Goal of the exercise: Write a continuation of the post about AI impersonating people, picking up after its last sentence.

Provided text:
■ ■ ■ ■ ■
Yesterday a bot, claiming to be me, emailed all the staff at church, in my name and style, asking them to discreetly sort out some gift tokens on Amazon.  This wasn’t a data breach, because all those emails are on the church website and so they’re easily harvested, but nevertheless.  

So I sent a quick email round everyone to check that we all know to ignore it (it’s not the first time it’s happened).  

But still – it was weird receiving a spam email from myself.

And daily, now, I’m receiving invitations from ‘book clubs’, to join their discussions and promote one of my books.  There’s a catch of course.  I’ll have to pay for the privilege.

Each of those invitations is crafted to make it look like they’ve read the book in question.  Each of them is worded differently.  And none of them comes from a human.

AI is getting good at impersonating the human.

If you’re a pastor, you’ve probably lingered over the temptation more than once.
■ ■ ■ ■ ■
Stored records:
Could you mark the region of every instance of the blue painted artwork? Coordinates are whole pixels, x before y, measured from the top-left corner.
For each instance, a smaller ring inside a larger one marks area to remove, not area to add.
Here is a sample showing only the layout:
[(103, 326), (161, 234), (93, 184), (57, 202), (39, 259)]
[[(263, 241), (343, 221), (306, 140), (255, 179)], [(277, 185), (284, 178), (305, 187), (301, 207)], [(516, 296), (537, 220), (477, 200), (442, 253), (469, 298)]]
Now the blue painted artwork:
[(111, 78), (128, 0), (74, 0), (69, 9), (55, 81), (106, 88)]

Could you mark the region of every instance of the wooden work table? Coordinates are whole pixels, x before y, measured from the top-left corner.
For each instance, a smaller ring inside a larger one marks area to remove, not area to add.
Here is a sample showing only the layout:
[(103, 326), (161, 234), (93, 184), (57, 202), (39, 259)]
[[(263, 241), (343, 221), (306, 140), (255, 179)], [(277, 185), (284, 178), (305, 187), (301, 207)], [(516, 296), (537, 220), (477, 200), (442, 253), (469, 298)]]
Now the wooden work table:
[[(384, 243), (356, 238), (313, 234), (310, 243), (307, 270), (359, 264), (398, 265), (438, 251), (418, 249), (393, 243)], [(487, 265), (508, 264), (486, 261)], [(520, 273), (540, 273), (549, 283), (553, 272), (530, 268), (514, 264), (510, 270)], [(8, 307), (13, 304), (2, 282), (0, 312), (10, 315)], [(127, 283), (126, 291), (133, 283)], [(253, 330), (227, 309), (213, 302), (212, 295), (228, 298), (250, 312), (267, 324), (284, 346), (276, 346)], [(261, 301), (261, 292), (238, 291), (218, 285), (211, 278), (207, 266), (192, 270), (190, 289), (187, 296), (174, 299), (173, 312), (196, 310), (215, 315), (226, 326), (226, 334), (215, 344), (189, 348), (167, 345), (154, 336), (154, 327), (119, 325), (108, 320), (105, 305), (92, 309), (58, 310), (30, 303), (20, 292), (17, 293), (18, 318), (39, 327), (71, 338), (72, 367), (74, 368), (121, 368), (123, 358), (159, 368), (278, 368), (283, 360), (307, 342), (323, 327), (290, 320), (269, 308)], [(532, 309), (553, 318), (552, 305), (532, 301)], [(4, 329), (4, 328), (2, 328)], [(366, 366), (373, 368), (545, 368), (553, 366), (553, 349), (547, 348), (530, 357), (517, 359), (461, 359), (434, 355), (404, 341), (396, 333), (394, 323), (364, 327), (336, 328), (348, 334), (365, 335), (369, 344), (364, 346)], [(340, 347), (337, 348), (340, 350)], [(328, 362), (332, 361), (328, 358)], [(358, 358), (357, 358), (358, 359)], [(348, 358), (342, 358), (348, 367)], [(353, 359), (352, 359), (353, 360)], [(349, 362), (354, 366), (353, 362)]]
■ ■ ■ ■ ■
Exercise response:
I write a brief message to the church family each week, to encourage them on a Wednesday.  It would be the work of half an hour to write a prompt to get Claude to write them for me.  I have hundreds stored on my laptop, and I can teach it my vice and style.  That’s a couple of hours I will have saved each week.  Should I?

Ditto for a bible study.  Ditto for breaking the back of a sermon.

Now, leave your pastor-world, and join some very worried creatives in your church

Maybe a graphic designer.  An architect. Perhaps even a commercially viable artist.

Each of them has seen their professional life eaten into by the ease of the rest of us using AI.

What are they there for? Does an architect just exist to double check the plans that Claude has thrown up?

Why spend days with paper and paint, when CoPilot can design a quite decent poster in exactly your style, in seconds?  Because it’s only going to be looked at for seconds.

And ask any artist if they have seen computer generated art which is designed to sell – to outsell the human.  Remember, equip a laptop with the right output, and a sketch in pencil, even a painting in oils, can be turned out at speed, on time, in exactly the size and colour that a client wants.

The question they’re wrestling with, is this:  What is the point of being a human artist?  Their non-Christian colleagues are asking exactly the same question.

If making art is just a hobby, like it is for me, it’s a non-question. I just do it to have fun.  But what if it’s the way you make sure you and your family eat? Indoors?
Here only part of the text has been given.